### Given problem
List every line in the records below that contains the word "plant".

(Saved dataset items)
####################
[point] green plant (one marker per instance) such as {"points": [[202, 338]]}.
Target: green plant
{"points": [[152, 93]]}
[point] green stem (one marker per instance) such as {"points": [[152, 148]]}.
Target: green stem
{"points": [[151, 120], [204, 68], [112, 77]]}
####################
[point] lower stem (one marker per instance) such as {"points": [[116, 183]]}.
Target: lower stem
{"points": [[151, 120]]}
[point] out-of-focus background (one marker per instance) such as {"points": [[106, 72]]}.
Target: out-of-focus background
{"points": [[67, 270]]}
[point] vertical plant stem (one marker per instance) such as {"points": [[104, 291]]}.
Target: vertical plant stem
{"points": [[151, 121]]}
####################
### Result of the exercise
[point] green plant (one marker per instance) such as {"points": [[202, 338]]}.
Target: green plant
[point] vertical plant stem (one marker per instance) such as {"points": [[104, 291]]}.
Target: vertical plant stem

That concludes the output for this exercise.